+++ Task input +++

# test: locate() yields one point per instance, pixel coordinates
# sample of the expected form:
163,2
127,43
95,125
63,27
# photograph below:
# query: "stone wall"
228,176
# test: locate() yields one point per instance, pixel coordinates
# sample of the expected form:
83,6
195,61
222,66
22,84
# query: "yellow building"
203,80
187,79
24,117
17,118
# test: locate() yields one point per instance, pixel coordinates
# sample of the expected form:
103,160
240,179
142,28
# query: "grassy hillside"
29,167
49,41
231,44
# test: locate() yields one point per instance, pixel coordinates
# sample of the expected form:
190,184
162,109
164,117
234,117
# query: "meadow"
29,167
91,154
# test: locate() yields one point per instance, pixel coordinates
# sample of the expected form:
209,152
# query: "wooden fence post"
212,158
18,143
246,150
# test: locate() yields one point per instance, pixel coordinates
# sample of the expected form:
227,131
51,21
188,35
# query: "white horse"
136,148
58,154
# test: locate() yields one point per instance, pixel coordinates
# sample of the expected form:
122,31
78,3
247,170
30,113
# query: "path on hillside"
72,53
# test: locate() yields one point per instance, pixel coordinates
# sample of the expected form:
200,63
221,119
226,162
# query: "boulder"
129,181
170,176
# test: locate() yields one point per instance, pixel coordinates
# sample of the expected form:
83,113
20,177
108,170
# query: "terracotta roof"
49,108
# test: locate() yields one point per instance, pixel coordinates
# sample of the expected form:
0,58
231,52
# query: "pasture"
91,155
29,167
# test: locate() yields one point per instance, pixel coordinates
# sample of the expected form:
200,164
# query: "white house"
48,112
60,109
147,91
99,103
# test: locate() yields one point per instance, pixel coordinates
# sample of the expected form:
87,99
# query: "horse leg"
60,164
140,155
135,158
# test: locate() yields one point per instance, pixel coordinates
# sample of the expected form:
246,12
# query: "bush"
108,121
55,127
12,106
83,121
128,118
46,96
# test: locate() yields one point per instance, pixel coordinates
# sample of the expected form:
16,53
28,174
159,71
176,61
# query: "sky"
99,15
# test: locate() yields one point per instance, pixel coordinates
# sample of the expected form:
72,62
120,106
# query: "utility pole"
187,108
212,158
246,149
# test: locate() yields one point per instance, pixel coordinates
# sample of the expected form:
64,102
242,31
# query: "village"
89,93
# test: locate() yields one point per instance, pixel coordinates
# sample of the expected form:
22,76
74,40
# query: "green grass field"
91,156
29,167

+++

- Goal
Extract every line of the material above that contains the string "hillside".

- Task solution
# query: "grassy hillside"
# query: "path on hillside"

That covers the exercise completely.